--- Aim of the task ---
Continue the Val d'Isere skiing article below from the point where it stops.

--- Supplied passage ---
Further down, the endless Signal drag lift is my personal nemesis, but worth enduring for access to the stunning off-piste Grand Vallon (off- piste runs should only be tackled with a guide; for more information on safety, see The Independent's Travel section). To descend to the village, a variety of slopes - blue motorway, the black Foret run, challenging off-piste - ensure that everyone arrives happily ski'ed out back at Le Fornet cablecar and restaurant.

Yet more sublime skiing lies in the Bellevarde area. Good skiers get their kicks on the thrilling Face - a former Olympic downhill run - or, in good conditions, head off-piste on the beautiful Tour de Charvet. Alternatively, motorway on gentle south-facing slopes past La Fruitiere (see Lunch on the run, below) down into La Daille, where beginners enjoy free ski lifts. At Bellevarde's highest point (2,850m) is its link with Tignes, which boasts year-round glacier skiing on La Grande Motte, and myriad other delights.

Lunch on the run

However useless your skiing, you can redeem yourself by looking good at lunch. Perfect for posing are the wide, south-facing terraces of Val d'Isere's several mountain restaurants, which double up as cosy havens in bad weather.

Absolute favourite is La Fruitiere (7906 0717), at the top of the La Daille gondola. This former dairy was transplanted here, lock, stock and milk churns, three years ago, to form a delightful restaurant serving local produce - with oddities such as snail lasagne - at prices equal to those in the self-service restaurant next door. Train your taste buds to lead you here in a white-out.

Another place to hole up in in bad weather is Crech'Ouna, towards the bottom of La Daille. Warmed by a roaring fire, it also boasts a perfectly placed terrace for watching the sun go down before you begin your last short but slushy descent.

Other notable lunch spots are Tufs, in La Daille, for excellent croque- monsieurs, and Toviere, at the top of Tommeuses, whose location, at the convergence of several mixed-level pistes, makes it an ideal meeting place.


Lifts close at 4.45pm early on in the year, and colourful hordes descend for a vin chaud or beer before dinner. Unpretentious Bananas, near the Bellevard Express, is a perfect place to end the day; or sip cocktails in perennial favourite Dick's Tea Bar.

--- Records supplied ---
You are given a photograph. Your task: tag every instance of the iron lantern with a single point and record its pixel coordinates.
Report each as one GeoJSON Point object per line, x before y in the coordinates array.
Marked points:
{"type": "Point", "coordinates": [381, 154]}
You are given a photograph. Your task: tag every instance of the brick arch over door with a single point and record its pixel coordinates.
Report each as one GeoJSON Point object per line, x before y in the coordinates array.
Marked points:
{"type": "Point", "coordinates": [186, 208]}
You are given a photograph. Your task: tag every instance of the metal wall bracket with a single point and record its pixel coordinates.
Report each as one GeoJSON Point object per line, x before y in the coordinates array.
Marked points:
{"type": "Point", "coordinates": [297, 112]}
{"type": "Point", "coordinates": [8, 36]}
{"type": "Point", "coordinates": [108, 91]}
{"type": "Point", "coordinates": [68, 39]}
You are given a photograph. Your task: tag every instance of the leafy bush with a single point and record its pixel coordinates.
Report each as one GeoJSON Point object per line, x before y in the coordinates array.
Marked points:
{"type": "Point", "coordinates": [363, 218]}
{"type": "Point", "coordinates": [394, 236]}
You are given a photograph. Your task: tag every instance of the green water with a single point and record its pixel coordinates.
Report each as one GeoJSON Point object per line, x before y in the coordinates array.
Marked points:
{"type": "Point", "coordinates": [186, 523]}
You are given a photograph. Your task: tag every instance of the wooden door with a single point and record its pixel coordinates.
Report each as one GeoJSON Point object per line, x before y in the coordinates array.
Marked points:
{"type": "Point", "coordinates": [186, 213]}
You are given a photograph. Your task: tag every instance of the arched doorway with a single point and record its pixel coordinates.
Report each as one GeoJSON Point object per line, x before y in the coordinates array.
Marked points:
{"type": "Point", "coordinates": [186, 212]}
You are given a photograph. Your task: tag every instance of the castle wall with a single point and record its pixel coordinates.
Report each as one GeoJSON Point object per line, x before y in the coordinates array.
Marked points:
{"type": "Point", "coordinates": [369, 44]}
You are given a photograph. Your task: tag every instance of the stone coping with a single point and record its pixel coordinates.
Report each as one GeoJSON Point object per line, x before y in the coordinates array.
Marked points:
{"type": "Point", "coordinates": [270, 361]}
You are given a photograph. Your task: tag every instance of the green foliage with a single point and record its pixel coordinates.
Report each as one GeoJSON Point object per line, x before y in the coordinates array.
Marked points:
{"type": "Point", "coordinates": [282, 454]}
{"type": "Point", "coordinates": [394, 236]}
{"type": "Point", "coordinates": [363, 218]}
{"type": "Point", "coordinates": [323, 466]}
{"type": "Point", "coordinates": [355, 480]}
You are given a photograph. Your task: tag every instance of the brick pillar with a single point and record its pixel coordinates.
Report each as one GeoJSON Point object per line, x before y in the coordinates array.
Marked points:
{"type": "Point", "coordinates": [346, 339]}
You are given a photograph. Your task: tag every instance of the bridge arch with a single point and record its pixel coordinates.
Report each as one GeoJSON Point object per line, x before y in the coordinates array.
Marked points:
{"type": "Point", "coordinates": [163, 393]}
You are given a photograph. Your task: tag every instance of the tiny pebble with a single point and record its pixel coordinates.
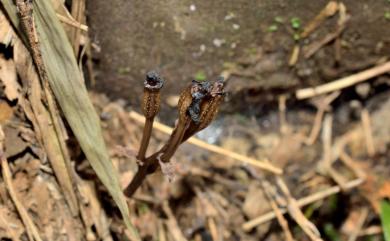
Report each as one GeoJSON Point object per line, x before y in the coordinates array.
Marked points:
{"type": "Point", "coordinates": [202, 48]}
{"type": "Point", "coordinates": [218, 42]}
{"type": "Point", "coordinates": [236, 26]}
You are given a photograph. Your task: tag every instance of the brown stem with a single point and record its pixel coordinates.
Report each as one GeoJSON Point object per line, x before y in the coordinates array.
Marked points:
{"type": "Point", "coordinates": [175, 140]}
{"type": "Point", "coordinates": [145, 139]}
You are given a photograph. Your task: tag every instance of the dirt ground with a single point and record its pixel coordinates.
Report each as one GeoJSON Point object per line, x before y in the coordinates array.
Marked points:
{"type": "Point", "coordinates": [253, 40]}
{"type": "Point", "coordinates": [333, 149]}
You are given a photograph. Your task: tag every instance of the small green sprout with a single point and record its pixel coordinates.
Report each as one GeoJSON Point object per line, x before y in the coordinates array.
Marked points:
{"type": "Point", "coordinates": [387, 15]}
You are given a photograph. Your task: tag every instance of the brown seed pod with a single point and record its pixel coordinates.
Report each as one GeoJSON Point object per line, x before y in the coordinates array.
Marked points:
{"type": "Point", "coordinates": [151, 100]}
{"type": "Point", "coordinates": [208, 109]}
{"type": "Point", "coordinates": [150, 106]}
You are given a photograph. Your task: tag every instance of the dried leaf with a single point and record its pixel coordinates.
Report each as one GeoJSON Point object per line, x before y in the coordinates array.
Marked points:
{"type": "Point", "coordinates": [68, 86]}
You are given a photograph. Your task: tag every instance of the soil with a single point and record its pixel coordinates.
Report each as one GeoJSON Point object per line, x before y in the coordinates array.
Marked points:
{"type": "Point", "coordinates": [188, 39]}
{"type": "Point", "coordinates": [214, 196]}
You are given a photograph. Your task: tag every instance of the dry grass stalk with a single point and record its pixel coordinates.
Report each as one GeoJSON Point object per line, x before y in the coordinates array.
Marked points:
{"type": "Point", "coordinates": [294, 55]}
{"type": "Point", "coordinates": [278, 213]}
{"type": "Point", "coordinates": [172, 223]}
{"type": "Point", "coordinates": [68, 86]}
{"type": "Point", "coordinates": [322, 104]}
{"type": "Point", "coordinates": [301, 202]}
{"type": "Point", "coordinates": [344, 82]}
{"type": "Point", "coordinates": [296, 213]}
{"type": "Point", "coordinates": [60, 152]}
{"type": "Point", "coordinates": [72, 22]}
{"type": "Point", "coordinates": [78, 13]}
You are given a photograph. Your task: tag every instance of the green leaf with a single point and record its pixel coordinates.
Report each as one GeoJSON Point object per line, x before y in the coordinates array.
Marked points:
{"type": "Point", "coordinates": [67, 83]}
{"type": "Point", "coordinates": [385, 218]}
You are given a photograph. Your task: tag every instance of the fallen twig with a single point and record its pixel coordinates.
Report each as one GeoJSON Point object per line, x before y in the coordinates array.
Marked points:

--- Result of the exercise ---
Freshly thawed, you can then contemplate Val d'Isere's winter wonderland of nightlife venues, all of which can be covered in a dedicated one-night club crawl. Most of these are striving to keep pace with current club trends to tempt a predominantly young, infinitely cool tourist market.

Summer-withdrawal symptoms can be sated at Club 21, where Camouflage has jetted in to bring an Ibiza brand of clubbing to Wednesday nights. Best for debauchery is Cafe Face, whose fancy-dress parties are not for the easily shocked. If your energy begins to flag, L'Aventure provides a home from home - literally. Curl up on a bed or perch on the bath and admire the staying power of the hip, gyrating clientele.

When you do finally slink home, you'll pass under the gaze of the "shush police", a league of lads employed to ensure night owls keep the peace. This is a reaction to the drunken behaviour of many young, English tourists - encouraged, say locals, by documentaries such as the BBC's recent War and Piste - which local police are attempting to stem.

Demure dinner

If you aren't blessed with a chalet girl slaving over a hot stove, a smattering of restaurants offers a hearty alternative, serving up local produce such as fondue savoyade and tartiflette. Worth a visit are the cosy Casserole (7941 1571), cheery, established Perdrix Blanche (7906 1209), or the pricier, more refined Clochetons (7941 1411). Wash dinner down with the best of local wines: try the red gamay or mondeuse; or whites chignin, roussette or apremont.

Then mosey home along snowy streets under a starry sky, and reflect on a weekend very well spent.